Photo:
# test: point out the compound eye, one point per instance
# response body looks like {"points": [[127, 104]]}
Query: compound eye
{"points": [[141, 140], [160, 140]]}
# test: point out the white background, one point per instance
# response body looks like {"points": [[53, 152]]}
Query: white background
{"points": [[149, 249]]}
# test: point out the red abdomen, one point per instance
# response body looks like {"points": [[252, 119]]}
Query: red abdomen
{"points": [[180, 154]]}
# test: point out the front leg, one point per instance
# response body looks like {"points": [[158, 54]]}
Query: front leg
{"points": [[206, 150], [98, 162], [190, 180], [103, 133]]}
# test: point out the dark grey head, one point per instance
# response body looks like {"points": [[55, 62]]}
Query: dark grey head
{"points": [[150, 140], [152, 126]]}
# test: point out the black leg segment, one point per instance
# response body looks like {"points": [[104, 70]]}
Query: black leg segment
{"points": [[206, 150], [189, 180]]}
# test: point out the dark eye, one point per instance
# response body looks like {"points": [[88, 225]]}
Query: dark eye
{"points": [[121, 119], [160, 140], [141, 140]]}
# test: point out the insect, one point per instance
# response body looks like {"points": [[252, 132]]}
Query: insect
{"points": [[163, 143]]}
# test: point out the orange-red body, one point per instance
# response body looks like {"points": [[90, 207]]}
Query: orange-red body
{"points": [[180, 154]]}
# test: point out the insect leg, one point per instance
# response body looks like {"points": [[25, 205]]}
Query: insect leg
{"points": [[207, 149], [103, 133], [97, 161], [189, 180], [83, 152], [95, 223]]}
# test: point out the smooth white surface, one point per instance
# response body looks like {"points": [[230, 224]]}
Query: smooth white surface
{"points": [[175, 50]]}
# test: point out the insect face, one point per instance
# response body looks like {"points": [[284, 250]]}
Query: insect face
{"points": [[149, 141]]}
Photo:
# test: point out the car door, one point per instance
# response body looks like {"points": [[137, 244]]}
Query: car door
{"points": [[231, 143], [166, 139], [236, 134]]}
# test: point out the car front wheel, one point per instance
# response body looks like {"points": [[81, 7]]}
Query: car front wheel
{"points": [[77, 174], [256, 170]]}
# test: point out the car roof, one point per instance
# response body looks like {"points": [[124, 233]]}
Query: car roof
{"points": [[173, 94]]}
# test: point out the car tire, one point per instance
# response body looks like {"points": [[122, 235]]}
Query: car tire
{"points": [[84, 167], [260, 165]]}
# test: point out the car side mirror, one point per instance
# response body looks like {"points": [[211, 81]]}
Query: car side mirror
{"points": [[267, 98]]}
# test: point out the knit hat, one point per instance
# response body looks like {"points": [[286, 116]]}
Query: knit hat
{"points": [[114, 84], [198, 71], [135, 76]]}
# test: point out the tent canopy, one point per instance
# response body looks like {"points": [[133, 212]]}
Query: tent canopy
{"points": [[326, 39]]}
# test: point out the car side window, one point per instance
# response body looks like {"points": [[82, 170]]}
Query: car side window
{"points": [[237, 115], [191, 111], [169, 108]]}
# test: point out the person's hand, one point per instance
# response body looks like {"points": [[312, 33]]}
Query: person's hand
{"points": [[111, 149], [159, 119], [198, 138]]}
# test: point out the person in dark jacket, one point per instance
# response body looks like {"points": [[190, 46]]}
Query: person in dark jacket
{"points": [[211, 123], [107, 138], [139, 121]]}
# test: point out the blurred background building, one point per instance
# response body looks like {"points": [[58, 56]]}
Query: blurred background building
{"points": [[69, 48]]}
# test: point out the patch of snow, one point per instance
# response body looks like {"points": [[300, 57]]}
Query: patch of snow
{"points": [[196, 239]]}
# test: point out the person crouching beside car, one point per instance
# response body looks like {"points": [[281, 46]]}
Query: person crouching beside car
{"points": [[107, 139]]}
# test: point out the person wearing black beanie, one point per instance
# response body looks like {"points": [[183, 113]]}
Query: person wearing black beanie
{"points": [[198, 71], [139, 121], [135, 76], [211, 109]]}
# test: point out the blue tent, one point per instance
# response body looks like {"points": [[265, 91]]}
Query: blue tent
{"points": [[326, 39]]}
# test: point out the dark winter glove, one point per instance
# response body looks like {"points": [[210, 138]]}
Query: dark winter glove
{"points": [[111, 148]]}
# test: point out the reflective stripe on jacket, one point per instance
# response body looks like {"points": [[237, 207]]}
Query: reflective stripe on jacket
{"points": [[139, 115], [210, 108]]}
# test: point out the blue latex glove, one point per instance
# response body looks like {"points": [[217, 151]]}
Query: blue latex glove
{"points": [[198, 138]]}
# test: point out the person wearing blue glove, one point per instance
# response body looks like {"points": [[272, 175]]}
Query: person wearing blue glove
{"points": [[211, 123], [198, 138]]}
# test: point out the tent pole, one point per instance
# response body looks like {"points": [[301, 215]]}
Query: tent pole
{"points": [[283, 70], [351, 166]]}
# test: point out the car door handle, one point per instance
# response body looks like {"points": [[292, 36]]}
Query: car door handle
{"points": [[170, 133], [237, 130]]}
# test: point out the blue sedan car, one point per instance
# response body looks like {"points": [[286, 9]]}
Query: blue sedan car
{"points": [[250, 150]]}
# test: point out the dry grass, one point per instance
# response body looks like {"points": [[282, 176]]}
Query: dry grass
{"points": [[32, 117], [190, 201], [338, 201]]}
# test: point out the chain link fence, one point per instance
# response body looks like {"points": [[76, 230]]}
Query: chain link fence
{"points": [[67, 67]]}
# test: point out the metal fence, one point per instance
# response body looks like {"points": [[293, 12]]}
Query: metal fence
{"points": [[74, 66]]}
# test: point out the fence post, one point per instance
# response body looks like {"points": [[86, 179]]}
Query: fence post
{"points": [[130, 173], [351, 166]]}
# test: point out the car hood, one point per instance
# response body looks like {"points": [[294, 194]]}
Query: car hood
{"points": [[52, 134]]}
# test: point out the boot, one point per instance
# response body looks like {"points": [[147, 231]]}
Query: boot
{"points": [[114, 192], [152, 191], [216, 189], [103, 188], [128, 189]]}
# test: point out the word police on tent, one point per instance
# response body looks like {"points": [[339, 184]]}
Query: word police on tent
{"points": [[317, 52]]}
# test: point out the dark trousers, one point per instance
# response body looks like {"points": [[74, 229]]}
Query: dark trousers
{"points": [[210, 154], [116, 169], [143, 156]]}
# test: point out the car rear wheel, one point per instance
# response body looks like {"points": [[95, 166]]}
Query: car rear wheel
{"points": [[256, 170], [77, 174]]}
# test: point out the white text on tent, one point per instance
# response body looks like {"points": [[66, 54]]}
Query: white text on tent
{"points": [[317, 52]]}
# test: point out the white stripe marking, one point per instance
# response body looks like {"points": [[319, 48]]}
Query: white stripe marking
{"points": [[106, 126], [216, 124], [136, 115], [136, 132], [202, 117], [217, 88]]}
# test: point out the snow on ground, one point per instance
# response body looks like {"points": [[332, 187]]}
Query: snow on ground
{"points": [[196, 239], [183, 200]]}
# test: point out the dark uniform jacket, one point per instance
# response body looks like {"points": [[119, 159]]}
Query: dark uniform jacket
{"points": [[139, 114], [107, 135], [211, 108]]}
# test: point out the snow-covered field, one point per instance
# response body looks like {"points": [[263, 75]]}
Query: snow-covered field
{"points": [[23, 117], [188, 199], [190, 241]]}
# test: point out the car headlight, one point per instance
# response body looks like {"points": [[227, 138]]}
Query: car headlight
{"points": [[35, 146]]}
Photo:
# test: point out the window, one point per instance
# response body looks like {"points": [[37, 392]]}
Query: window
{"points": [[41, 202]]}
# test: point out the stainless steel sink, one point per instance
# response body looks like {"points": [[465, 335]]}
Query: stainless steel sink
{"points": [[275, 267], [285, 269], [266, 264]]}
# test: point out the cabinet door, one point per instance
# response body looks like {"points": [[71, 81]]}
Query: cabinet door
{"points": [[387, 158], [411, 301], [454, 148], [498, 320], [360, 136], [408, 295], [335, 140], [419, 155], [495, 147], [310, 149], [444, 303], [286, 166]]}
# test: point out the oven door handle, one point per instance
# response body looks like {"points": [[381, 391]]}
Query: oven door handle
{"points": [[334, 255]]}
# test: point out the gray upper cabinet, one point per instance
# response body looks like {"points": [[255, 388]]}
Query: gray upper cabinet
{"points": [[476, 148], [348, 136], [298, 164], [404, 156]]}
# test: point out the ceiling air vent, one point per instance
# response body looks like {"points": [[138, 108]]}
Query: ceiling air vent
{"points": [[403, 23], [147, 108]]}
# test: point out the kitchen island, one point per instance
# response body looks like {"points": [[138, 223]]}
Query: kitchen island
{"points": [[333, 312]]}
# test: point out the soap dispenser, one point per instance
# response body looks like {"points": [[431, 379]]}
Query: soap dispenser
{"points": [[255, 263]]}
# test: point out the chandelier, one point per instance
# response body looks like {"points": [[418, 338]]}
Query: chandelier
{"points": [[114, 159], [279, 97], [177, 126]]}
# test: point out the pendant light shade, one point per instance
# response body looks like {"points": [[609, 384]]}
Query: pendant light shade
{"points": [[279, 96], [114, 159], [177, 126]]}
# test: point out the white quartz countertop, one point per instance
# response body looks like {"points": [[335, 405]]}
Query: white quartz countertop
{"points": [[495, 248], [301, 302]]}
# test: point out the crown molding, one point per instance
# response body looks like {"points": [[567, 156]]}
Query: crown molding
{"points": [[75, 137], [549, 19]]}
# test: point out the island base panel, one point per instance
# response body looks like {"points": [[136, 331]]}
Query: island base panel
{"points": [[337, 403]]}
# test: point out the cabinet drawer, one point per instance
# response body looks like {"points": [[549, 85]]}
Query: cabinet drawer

Task goal:
Lay out the lines from the one containing "# test: point out the soap" through the last line of the rows above as a Markdown table with the columns Num and Entry. Number each line in order and leave out blank lines.

Result of the exercise:
| Num | Entry |
|---|---|
| 1 | # test: point out the soap dispenser, one point per instance |
| 2 | # response body looks like {"points": [[431, 379]]} |
| 3 | Query: soap dispenser |
| 4 | {"points": [[255, 263]]} |
| 5 | # test: point out the chandelier, one point per instance |
| 6 | # response body looks like {"points": [[418, 338]]} |
| 7 | Query: chandelier |
| 8 | {"points": [[114, 159], [279, 97], [177, 126]]} |
| 9 | # test: point out the pendant light shade, one point per instance |
| 10 | # response body looks like {"points": [[609, 384]]} |
| 11 | Query: pendant light shade |
| 12 | {"points": [[279, 96], [114, 159], [177, 126]]} |
| 13 | # test: point out the white quartz countertop, one point per instance |
| 14 | # response body looks like {"points": [[335, 405]]} |
| 15 | Query: white quartz countertop |
| 16 | {"points": [[495, 248], [301, 302]]} |
| 17 | # test: point out the crown molding, one point per instance |
| 18 | # response body looks like {"points": [[567, 156]]} |
| 19 | Query: crown molding |
| 20 | {"points": [[75, 137], [549, 19]]} |
| 21 | # test: point out the island base panel, one point per instance |
| 22 | # response body looks like {"points": [[136, 331]]} |
| 23 | Query: island base panel |
| 24 | {"points": [[337, 403]]} |
| 25 | # test: point out the cabinet drawer, one point per instance |
| 26 | # response body looks like {"points": [[549, 85]]} |
| 27 | Query: cabinet drawer |